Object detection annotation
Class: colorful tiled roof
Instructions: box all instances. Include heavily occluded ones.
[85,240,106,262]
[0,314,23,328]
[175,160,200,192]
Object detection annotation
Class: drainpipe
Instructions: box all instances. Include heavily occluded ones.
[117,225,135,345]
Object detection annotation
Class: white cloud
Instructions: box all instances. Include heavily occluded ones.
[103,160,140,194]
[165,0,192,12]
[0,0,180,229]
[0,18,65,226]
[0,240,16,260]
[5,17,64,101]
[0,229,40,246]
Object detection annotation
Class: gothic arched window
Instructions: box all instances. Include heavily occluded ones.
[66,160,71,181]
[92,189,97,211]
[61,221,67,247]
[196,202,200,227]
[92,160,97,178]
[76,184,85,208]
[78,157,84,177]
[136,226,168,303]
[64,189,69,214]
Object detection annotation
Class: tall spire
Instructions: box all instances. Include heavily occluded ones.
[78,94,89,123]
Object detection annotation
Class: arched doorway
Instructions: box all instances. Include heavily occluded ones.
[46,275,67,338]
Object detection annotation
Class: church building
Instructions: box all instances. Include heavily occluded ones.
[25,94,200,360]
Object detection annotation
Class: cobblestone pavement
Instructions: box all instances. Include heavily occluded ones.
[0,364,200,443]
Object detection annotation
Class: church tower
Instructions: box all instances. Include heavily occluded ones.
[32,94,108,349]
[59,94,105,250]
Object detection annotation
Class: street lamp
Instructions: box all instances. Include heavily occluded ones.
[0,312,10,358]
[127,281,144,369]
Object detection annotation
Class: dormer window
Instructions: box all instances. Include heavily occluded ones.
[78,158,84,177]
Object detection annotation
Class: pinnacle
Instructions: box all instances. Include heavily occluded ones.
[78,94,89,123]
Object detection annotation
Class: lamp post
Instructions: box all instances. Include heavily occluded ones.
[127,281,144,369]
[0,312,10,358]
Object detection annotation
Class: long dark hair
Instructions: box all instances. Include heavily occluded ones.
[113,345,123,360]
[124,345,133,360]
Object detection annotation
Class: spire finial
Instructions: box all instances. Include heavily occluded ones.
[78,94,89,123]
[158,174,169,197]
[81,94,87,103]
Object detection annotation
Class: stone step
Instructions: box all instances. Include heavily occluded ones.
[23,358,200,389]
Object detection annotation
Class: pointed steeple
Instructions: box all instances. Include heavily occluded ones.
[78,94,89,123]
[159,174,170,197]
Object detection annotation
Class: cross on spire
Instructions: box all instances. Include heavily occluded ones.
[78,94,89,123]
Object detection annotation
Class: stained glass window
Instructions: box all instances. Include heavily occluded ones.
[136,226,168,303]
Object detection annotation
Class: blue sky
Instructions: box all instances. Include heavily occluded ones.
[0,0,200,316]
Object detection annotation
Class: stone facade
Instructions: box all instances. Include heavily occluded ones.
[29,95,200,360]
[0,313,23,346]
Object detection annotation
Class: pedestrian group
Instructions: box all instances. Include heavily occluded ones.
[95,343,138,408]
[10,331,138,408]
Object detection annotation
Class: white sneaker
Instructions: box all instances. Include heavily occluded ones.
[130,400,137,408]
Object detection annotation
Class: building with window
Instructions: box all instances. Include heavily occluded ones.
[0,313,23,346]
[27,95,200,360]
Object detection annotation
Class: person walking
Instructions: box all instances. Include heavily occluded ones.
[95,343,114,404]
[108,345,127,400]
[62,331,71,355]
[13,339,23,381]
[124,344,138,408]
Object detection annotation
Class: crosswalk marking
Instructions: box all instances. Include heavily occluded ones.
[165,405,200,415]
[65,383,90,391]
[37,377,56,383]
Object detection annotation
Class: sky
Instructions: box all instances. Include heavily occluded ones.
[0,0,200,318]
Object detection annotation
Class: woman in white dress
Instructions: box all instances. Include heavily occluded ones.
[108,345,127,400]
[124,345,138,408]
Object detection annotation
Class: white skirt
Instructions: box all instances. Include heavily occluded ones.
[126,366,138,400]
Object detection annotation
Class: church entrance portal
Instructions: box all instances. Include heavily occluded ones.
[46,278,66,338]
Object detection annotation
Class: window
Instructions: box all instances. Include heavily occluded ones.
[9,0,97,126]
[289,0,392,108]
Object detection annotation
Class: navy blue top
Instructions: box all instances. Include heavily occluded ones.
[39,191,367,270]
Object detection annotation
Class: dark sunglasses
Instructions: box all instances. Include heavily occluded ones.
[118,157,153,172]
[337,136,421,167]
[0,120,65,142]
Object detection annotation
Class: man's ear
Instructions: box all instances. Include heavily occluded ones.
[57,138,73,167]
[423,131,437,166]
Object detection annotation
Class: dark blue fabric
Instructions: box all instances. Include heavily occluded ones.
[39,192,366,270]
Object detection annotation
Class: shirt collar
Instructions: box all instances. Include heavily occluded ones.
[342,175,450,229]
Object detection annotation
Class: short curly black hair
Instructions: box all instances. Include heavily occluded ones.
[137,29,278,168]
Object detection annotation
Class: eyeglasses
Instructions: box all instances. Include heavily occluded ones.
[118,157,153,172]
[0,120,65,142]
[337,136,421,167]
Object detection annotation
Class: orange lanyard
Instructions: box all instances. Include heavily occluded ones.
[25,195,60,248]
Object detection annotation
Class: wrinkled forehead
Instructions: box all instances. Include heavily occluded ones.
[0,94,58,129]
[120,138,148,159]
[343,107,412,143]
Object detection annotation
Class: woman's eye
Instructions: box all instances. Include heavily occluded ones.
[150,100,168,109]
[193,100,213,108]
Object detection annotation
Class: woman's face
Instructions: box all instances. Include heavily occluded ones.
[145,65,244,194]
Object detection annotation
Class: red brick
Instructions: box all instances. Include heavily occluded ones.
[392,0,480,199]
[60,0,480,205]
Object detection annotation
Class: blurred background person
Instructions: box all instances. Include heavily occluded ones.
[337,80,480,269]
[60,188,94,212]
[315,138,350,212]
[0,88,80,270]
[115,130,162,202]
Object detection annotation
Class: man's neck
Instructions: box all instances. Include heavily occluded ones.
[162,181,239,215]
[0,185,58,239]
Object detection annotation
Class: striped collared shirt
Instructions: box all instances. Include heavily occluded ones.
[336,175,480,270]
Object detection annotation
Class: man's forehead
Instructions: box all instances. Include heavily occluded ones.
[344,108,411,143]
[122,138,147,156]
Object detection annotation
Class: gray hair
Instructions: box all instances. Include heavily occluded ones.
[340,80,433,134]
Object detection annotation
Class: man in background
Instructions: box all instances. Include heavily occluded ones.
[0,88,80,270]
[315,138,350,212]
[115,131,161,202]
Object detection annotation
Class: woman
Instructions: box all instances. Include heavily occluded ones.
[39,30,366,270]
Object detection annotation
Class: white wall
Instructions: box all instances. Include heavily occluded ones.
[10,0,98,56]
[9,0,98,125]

____________________

**OBJECTIVE:** List every line above that contains the string "arched". Treat uppercase and lowercase as different.

**WORKED ANSWER:**
Class: gothic arched window
Class: arched doorway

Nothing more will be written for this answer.